* EXERCISE OBJECTIVE
Transcribe word for word the lines spanning the line with "target | long wavy hair" through the end of the records.

* DATA SECTION
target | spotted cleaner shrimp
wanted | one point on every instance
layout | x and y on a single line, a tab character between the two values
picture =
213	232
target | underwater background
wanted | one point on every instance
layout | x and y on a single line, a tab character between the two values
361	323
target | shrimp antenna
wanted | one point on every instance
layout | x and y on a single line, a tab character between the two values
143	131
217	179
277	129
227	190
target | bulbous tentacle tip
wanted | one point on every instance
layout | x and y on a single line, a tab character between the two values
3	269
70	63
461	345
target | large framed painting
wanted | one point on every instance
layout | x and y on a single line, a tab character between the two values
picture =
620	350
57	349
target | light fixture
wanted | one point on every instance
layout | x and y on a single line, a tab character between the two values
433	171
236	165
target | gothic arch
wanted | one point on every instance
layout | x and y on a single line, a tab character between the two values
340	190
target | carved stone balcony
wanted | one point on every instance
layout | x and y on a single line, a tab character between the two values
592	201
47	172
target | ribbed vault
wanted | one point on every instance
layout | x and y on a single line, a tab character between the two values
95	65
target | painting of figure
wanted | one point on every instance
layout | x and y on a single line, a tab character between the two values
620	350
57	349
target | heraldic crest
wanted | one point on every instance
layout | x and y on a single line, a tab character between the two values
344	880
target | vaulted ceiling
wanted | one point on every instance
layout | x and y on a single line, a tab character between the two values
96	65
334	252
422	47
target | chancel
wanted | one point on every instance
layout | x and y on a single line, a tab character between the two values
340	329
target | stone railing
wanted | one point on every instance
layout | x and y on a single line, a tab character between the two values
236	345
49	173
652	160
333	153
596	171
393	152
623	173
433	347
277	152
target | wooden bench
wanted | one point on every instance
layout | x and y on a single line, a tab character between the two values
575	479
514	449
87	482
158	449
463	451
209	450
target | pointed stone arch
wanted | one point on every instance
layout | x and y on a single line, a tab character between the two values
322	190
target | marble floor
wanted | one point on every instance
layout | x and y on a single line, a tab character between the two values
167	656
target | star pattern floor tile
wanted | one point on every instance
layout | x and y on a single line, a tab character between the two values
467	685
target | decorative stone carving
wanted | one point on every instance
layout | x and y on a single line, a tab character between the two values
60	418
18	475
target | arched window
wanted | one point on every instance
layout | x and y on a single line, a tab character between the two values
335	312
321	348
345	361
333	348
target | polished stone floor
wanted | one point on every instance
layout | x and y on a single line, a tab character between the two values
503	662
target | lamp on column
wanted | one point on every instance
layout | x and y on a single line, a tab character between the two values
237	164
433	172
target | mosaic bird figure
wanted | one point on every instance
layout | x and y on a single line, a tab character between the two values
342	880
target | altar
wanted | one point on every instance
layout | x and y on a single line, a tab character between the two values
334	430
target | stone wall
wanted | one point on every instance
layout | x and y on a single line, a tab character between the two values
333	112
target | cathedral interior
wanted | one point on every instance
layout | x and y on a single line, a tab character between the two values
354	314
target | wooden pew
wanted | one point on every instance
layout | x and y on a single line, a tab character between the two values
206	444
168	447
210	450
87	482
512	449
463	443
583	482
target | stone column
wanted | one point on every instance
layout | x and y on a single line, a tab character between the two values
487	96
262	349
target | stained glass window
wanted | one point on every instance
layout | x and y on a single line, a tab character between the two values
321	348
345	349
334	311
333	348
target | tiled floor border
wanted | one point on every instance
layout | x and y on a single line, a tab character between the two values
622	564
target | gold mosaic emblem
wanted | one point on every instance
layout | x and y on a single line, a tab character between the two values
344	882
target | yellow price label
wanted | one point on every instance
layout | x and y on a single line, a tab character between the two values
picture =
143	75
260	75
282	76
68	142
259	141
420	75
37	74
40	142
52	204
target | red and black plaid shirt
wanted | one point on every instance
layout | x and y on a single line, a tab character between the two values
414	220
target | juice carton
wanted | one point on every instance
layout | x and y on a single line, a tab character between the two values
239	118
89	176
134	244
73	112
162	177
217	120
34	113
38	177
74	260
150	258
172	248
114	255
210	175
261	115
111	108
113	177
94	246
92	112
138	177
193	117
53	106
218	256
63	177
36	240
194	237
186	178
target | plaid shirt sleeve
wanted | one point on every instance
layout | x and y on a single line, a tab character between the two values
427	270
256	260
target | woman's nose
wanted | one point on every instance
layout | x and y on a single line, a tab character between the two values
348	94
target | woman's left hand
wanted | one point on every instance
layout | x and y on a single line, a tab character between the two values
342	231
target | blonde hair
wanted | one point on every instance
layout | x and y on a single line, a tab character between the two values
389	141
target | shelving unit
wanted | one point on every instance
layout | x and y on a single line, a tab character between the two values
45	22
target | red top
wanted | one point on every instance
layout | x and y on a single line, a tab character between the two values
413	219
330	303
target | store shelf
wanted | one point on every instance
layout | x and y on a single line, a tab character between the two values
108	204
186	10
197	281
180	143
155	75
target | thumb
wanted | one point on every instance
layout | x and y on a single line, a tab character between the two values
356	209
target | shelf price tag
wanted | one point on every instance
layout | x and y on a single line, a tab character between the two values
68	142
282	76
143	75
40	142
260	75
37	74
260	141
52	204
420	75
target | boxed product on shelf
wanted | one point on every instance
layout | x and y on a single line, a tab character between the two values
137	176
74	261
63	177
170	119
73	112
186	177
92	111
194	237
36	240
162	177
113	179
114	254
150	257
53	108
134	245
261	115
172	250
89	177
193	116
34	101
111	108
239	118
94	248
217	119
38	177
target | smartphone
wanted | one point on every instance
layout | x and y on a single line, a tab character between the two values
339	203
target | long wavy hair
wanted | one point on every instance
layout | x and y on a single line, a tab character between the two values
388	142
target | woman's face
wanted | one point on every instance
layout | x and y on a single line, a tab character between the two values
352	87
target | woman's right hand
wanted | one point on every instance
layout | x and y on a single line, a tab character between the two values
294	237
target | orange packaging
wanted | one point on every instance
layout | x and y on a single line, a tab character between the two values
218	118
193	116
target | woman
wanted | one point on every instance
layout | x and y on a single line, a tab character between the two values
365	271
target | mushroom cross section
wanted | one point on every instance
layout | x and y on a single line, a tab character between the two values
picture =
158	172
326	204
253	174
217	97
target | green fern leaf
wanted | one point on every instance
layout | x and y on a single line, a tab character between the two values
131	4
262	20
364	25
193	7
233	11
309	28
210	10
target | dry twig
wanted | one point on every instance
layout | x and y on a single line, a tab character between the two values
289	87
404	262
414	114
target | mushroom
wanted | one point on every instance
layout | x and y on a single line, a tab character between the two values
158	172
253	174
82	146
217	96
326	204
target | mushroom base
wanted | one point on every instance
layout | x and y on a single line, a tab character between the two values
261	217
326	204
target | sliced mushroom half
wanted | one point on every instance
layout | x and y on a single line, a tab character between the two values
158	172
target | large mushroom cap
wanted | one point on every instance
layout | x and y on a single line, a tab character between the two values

* REPLY TO THE TASK
target | long wavy hair
wanted | one point on every instance
layout | x and y on a single line, a tab character between the two values
388	142
target | woman's face
wanted | one point on every instance
layout | x and y on a single line, a tab character between the two values
352	87
target | woman's right hand
wanted | one point on every instance
layout | x and y on a single line, a tab character between the two values
294	237
target | orange packaging
wanted | one point on every instance
layout | x and y on a single line, a tab character between the two values
218	118
193	116
target | woman
wanted | one point on every instance
layout | x and y on a single line, a tab character between the two values
365	271
target | mushroom cross section
wanted | one point on every instance
layout | x and y on a single line, a tab character between the two values
picture =
158	172
326	204
253	174
217	97
target | green fern leaf
wanted | one point on every instance
layout | x and y on a single line, a tab character between the two values
131	4
262	20
364	25
193	7
233	11
309	28
210	10
target | dry twig
wanted | one point on every instance
layout | x and y on a single line, a tab character between the two values
289	87
404	262
414	114
target | mushroom
wanted | one point on every instance
layout | x and y on a single line, a tab character between the two values
158	172
253	174
82	146
217	96
326	204
target | mushroom base
wanted | one point on every instance
layout | x and y on a single line, a tab character between the two values
261	217
326	204
target | sliced mushroom half
wanted | one point on every instance
layout | x and y on a single line, a tab character between the two values
158	172
target | large mushroom cap
wanted | one point on every instance
layout | x and y on a single line, a tab character between the two values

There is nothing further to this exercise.